▶ **Problem to work on**
Print the part of the XML Packaging charter below that opens with the words containing "There is a great" and closes with "over the web.", word for word.

======== Document text

XML Packaging Working Group Charter

This [DRAFT!] charter is written in accordance with section 3.2.2 of the W3C Process.


Table of Contents

  1. Mission Statement
  2. Scope
    1. Collection
    2. Association
    3. Compression
    4. Dynamic Creation and Incremental Processing
    5. Packaging
  3. Criteria for Success
  4. Duration
  5. Deliverables
  6. Release Policy
  7. Milestones and Schedules
  8. Dependencies with other W3C Groups
  9. Coordination with External Groups
  10. Confidentiality
  11. Intellectual Property Rights Policy
  12. Communication and Meeting Mechanisms
  13. Requirements for Participants


1. Mission Statement

There is a great need for a general purpose packaging mechanism for XML and related files. Consider the following five use cases:

Average User: Has an XML document, a DTD, unparsed (binary) entity files and a stylesheet. He would like to collect, describe relationships between files, compress and package the files together for easier transmission over the web.

SVG: It has to write out any image data (raster) as separate files, along with web font files for any fonts used in the document. Thus, one Application file can turn into dozens of files when exported as SVG. For large SVG files, compression becomes very important to keep the size down, for faster network transmission. SVG files tend to compress well.

Content Protection: A key issue for many is encryption and authentication. They may want to use a proprietary encryption scheme and encrypt the content files while leaving the packaging structure as is in order to retain direct access to the content files. The same scenario could be applied for authentication.

Long Term Storage: The need is to save the content and associated metadata such that the entire unit can be resurrected into the appropriate Databases and file managers. It should have the means to attach authenticity or digital signatures, so there is a means of proving it is the sole source for this document/unit of information. The information has to be stored up to 50-75 years and needs to be able to withstand a legal challenge that the data is what was sent to customers, suppliers, etc.

Dynamic Creation: Increasingly web servers need to dynamically generate information to transmit. Many of these dynamically created components could be part of a package. If package transmission could begin before all the component files exist, continues with transmission of generated or preexisting components, then the package could be sent without having to store to disk. Also, the client could begin unpackaging as the package was being recieved, for early display, content checking and terminating the transmission. From this we get a much more efficient transmission scheme.

The mission of the XML Packaging Working Group will be to create a general purpose, flexible, powerful and highly interoperable mechanism for collecting, associating, compressing, encrypting, authenticating, dynamically transmitting, process incrementally and packaging XML and related files, such that it can be applied in many as yet unforeseen circumstances to support many as yet unforeseen needs.

2. Scope

The scope of the work on XML Packaging covers a wide range of subjects. Though this sounds very open ended, it is not. The idea is to invent new technology only when existing technology will not meet the goal set forth in the Mission Statement. Having the specification define which existing and new technologies will be used for XML Packaging supports the need for true interoperability. The main areas of work are discussed in the rest of this section.

================
======== Provided data

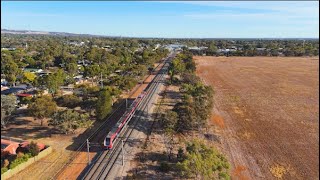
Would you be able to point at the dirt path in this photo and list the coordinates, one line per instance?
(270, 110)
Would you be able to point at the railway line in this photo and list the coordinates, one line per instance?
(106, 159)
(98, 135)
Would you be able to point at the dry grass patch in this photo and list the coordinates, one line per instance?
(278, 171)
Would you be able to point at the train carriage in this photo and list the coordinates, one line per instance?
(116, 130)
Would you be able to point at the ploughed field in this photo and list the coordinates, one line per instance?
(266, 113)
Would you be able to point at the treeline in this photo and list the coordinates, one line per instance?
(258, 48)
(197, 160)
(127, 57)
(111, 70)
(197, 99)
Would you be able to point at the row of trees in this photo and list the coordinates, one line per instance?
(195, 107)
(90, 60)
(197, 160)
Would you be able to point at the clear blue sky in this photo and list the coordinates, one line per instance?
(189, 19)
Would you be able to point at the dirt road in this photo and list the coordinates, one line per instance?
(270, 112)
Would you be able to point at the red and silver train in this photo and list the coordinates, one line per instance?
(115, 131)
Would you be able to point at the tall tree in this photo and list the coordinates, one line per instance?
(68, 120)
(8, 105)
(42, 107)
(203, 162)
(104, 104)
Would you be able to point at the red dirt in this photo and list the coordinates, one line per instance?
(270, 107)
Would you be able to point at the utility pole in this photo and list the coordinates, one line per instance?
(101, 80)
(122, 152)
(88, 152)
(126, 103)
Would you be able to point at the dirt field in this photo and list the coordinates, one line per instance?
(267, 110)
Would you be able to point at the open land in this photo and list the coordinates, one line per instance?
(266, 110)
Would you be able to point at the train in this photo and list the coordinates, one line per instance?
(124, 120)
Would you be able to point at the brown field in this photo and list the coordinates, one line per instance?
(267, 113)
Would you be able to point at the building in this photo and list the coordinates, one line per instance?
(33, 70)
(9, 147)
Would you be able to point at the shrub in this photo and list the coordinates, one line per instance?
(19, 160)
(70, 101)
(3, 170)
(6, 163)
(33, 149)
(164, 167)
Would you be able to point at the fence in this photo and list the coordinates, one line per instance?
(22, 166)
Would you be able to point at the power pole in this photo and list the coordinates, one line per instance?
(101, 80)
(126, 103)
(122, 152)
(88, 152)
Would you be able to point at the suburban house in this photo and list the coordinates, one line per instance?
(9, 147)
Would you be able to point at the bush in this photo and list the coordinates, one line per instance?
(33, 149)
(19, 160)
(6, 163)
(3, 170)
(164, 167)
(70, 101)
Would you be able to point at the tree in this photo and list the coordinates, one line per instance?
(92, 71)
(33, 148)
(11, 72)
(70, 101)
(8, 105)
(28, 77)
(55, 80)
(68, 120)
(169, 120)
(203, 162)
(42, 107)
(72, 69)
(104, 104)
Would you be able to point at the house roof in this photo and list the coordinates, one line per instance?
(11, 90)
(24, 95)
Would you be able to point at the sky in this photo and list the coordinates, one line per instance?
(167, 19)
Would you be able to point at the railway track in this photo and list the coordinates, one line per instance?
(106, 160)
(96, 136)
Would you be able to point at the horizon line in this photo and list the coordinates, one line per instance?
(120, 36)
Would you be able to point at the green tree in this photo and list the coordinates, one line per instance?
(70, 101)
(28, 77)
(8, 105)
(55, 80)
(11, 71)
(42, 107)
(33, 148)
(104, 104)
(92, 71)
(68, 120)
(72, 69)
(203, 162)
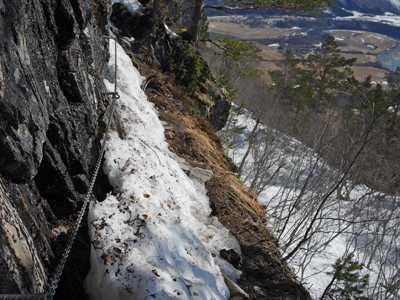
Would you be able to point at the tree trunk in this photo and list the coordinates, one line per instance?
(155, 14)
(194, 26)
(251, 141)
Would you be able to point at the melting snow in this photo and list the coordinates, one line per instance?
(154, 237)
(134, 6)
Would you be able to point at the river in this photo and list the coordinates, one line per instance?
(391, 58)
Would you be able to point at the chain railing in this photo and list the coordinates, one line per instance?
(51, 289)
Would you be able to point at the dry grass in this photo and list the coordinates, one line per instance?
(231, 202)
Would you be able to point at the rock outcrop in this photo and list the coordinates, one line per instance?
(52, 67)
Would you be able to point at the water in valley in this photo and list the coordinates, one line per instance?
(391, 58)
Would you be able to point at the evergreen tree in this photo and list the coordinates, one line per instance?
(347, 282)
(328, 73)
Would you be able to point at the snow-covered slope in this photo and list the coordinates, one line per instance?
(154, 237)
(346, 226)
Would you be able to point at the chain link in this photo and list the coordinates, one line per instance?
(51, 289)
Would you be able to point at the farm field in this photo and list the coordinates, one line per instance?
(273, 41)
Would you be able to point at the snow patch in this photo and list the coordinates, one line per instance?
(154, 237)
(133, 6)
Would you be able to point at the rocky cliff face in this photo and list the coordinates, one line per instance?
(52, 67)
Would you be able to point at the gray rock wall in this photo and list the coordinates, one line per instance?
(52, 67)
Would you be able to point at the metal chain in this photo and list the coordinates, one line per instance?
(51, 289)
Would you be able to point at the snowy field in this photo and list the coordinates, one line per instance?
(153, 238)
(298, 180)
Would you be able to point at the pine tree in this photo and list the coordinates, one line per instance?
(347, 282)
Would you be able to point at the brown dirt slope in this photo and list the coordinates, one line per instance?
(265, 274)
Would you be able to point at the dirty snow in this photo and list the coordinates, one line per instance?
(134, 6)
(289, 154)
(153, 238)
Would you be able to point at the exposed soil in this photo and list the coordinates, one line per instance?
(265, 274)
(365, 46)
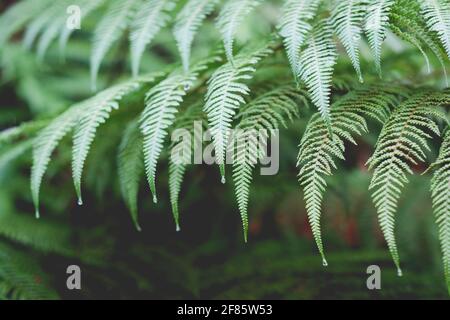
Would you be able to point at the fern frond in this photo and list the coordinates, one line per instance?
(377, 23)
(44, 145)
(193, 114)
(294, 27)
(97, 110)
(440, 193)
(263, 114)
(161, 105)
(110, 28)
(347, 20)
(229, 20)
(151, 16)
(402, 143)
(319, 150)
(188, 22)
(437, 16)
(226, 91)
(130, 166)
(87, 7)
(316, 68)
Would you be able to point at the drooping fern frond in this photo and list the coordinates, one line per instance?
(193, 120)
(229, 20)
(259, 117)
(294, 27)
(226, 91)
(410, 26)
(377, 23)
(151, 16)
(130, 166)
(188, 22)
(402, 143)
(319, 150)
(97, 110)
(347, 20)
(161, 106)
(440, 193)
(437, 16)
(316, 68)
(44, 145)
(110, 28)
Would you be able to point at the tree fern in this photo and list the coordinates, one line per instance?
(161, 105)
(193, 114)
(316, 68)
(95, 113)
(188, 22)
(263, 114)
(294, 27)
(377, 23)
(348, 17)
(229, 20)
(152, 15)
(226, 89)
(403, 141)
(437, 17)
(108, 31)
(130, 168)
(319, 150)
(440, 192)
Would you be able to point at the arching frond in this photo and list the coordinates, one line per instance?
(110, 28)
(230, 18)
(410, 26)
(97, 110)
(161, 105)
(316, 68)
(294, 27)
(319, 150)
(347, 18)
(152, 15)
(187, 24)
(437, 16)
(46, 142)
(226, 91)
(377, 23)
(402, 143)
(188, 120)
(440, 193)
(130, 166)
(263, 114)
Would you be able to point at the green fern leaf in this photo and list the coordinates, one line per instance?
(188, 22)
(229, 20)
(319, 150)
(440, 192)
(130, 168)
(437, 16)
(403, 141)
(316, 68)
(263, 114)
(151, 16)
(377, 22)
(96, 112)
(295, 26)
(347, 20)
(226, 91)
(110, 28)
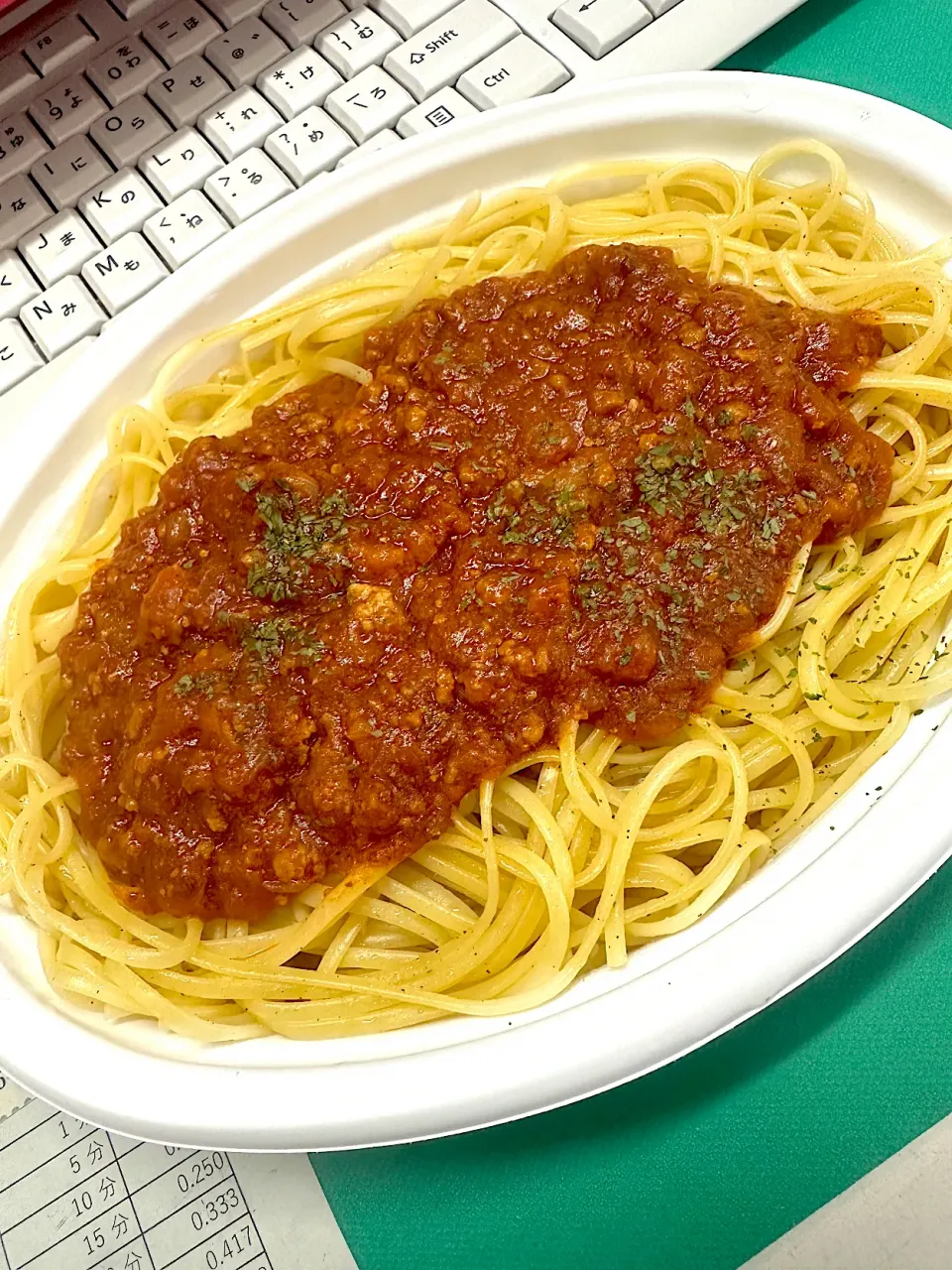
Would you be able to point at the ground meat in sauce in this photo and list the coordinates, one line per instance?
(566, 495)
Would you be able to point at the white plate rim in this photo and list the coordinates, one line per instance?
(599, 1043)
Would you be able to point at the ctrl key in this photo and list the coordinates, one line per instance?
(18, 354)
(61, 316)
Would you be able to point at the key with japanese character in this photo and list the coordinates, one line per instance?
(299, 22)
(119, 204)
(125, 70)
(123, 272)
(61, 245)
(66, 173)
(66, 108)
(19, 356)
(380, 141)
(184, 229)
(188, 89)
(371, 102)
(246, 186)
(60, 317)
(241, 54)
(22, 208)
(184, 162)
(125, 134)
(357, 42)
(309, 144)
(239, 122)
(21, 145)
(181, 31)
(298, 80)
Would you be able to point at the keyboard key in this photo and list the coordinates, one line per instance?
(298, 80)
(412, 16)
(435, 112)
(371, 102)
(66, 108)
(357, 42)
(246, 186)
(128, 131)
(17, 285)
(21, 145)
(518, 70)
(121, 204)
(439, 54)
(299, 22)
(241, 54)
(19, 356)
(59, 246)
(62, 316)
(105, 23)
(181, 163)
(377, 143)
(184, 229)
(601, 26)
(22, 208)
(132, 9)
(16, 76)
(123, 272)
(239, 122)
(59, 44)
(66, 173)
(126, 70)
(309, 144)
(186, 90)
(231, 12)
(181, 31)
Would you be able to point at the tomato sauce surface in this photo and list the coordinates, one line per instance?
(567, 495)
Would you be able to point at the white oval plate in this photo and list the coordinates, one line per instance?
(810, 905)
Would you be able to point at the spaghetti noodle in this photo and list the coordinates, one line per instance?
(584, 851)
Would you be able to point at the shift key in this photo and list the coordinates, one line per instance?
(439, 54)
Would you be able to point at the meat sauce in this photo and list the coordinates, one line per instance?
(566, 495)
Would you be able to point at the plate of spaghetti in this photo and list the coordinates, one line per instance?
(493, 642)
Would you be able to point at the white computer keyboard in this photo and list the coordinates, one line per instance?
(134, 134)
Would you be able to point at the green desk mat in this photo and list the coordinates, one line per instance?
(702, 1164)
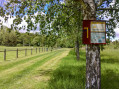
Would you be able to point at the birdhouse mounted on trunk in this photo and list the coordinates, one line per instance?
(94, 32)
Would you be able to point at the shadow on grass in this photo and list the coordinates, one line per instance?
(70, 74)
(107, 58)
(110, 80)
(68, 77)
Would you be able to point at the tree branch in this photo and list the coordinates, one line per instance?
(99, 3)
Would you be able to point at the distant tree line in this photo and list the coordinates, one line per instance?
(10, 37)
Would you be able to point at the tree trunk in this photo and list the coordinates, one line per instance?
(77, 49)
(93, 68)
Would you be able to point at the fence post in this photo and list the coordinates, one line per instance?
(31, 51)
(36, 50)
(26, 52)
(4, 54)
(17, 53)
(39, 50)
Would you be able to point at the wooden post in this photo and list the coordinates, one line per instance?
(26, 52)
(31, 51)
(4, 54)
(39, 50)
(17, 53)
(36, 50)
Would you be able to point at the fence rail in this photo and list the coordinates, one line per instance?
(26, 49)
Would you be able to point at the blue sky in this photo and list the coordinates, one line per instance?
(10, 20)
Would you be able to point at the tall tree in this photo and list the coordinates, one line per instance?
(88, 8)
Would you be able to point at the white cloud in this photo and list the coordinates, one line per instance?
(23, 23)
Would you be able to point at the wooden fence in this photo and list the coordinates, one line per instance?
(17, 51)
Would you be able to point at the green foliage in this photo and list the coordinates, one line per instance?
(116, 44)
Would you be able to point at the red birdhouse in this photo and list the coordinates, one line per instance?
(94, 32)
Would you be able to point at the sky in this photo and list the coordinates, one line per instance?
(10, 21)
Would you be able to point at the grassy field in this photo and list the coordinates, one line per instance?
(11, 55)
(71, 73)
(30, 72)
(58, 70)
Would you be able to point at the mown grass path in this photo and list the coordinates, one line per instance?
(31, 72)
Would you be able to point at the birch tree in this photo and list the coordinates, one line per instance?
(90, 10)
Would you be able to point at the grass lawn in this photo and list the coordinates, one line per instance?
(58, 69)
(11, 55)
(30, 72)
(71, 73)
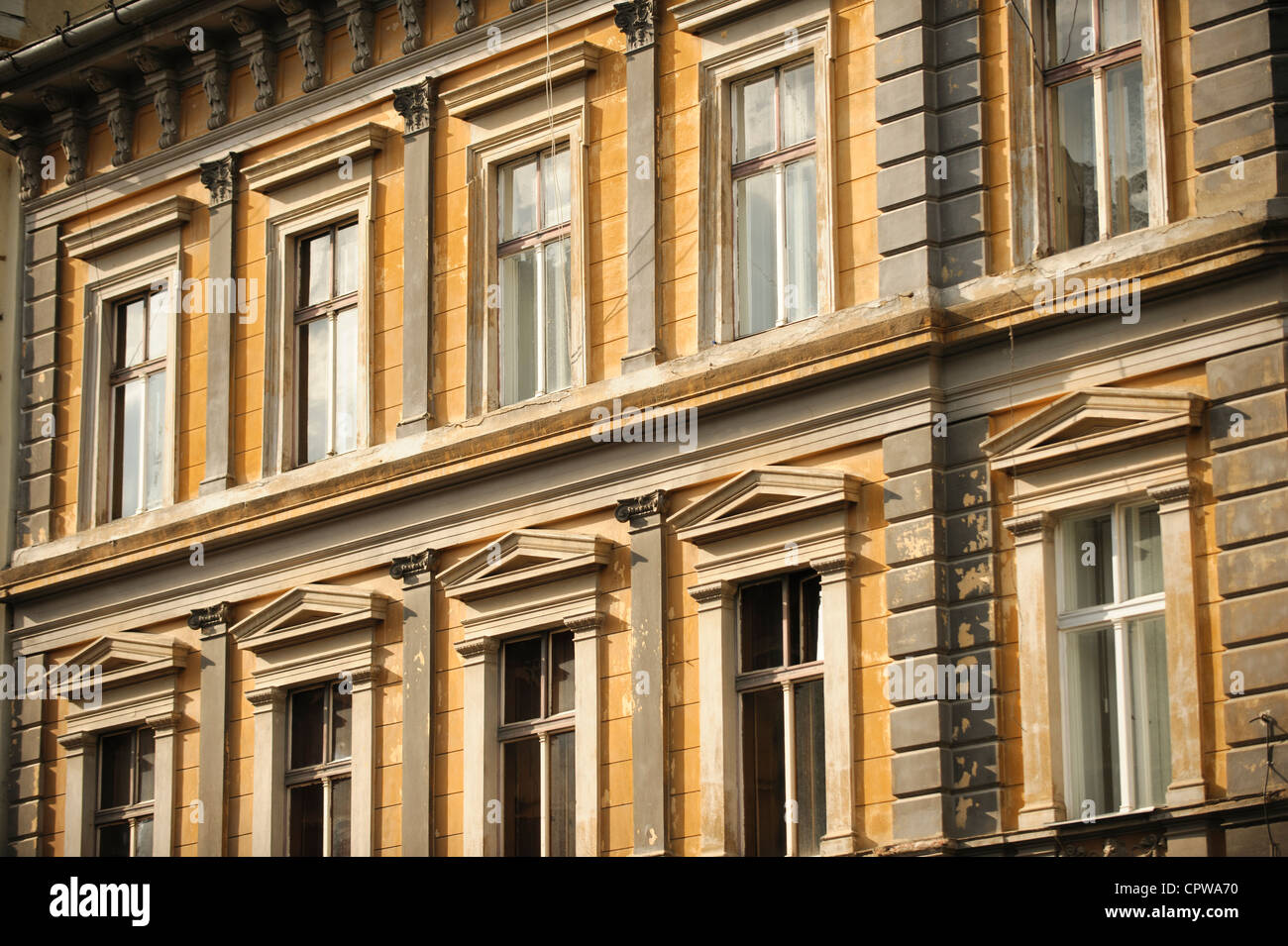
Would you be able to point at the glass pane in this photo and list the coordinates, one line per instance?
(342, 725)
(114, 841)
(518, 327)
(159, 323)
(305, 804)
(128, 433)
(555, 189)
(558, 327)
(316, 269)
(760, 626)
(1120, 22)
(797, 106)
(1087, 563)
(340, 791)
(1144, 542)
(518, 198)
(754, 119)
(764, 775)
(1093, 716)
(347, 379)
(155, 450)
(307, 726)
(810, 769)
(347, 259)
(314, 361)
(129, 334)
(143, 837)
(115, 756)
(147, 765)
(1069, 33)
(562, 681)
(1073, 179)
(563, 795)
(1128, 177)
(800, 295)
(522, 817)
(1150, 716)
(756, 255)
(523, 680)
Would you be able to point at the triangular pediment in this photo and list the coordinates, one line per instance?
(1093, 421)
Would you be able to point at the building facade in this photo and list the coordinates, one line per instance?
(706, 428)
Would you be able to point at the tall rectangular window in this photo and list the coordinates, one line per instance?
(781, 691)
(1117, 718)
(1095, 85)
(533, 262)
(138, 381)
(123, 819)
(326, 343)
(539, 745)
(774, 198)
(318, 779)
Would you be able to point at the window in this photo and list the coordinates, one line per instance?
(774, 198)
(317, 775)
(533, 259)
(539, 745)
(1115, 645)
(326, 343)
(123, 819)
(1095, 82)
(781, 690)
(138, 399)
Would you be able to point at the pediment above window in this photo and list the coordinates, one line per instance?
(1093, 422)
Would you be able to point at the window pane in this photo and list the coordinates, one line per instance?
(314, 360)
(518, 198)
(114, 841)
(147, 765)
(305, 803)
(115, 753)
(522, 815)
(1144, 551)
(1069, 31)
(558, 328)
(1120, 22)
(563, 795)
(760, 626)
(159, 323)
(518, 327)
(155, 450)
(797, 107)
(340, 793)
(307, 727)
(754, 119)
(810, 769)
(764, 774)
(555, 189)
(347, 379)
(800, 296)
(129, 334)
(316, 269)
(125, 448)
(342, 725)
(755, 207)
(1093, 716)
(523, 680)
(1128, 177)
(347, 259)
(1087, 563)
(1077, 215)
(562, 681)
(1150, 716)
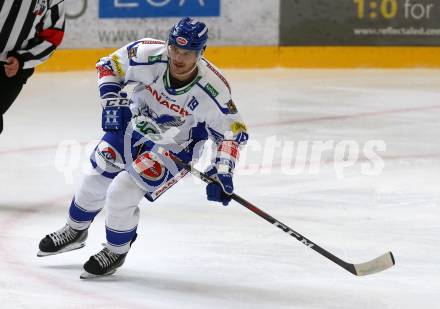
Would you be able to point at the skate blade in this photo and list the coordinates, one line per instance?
(65, 249)
(87, 275)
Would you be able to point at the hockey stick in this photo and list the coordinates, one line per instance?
(376, 265)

================

▶ **Completed exercise**
There is a great need for a general purpose packaging mechanism for XML and related files. Consider the following five use cases:

Average User: Has an XML document, a DTD, unparsed (binary) entity files and a stylesheet. He would like to collect, describe relationships between files, compress and package the files together for easier transmission over the web.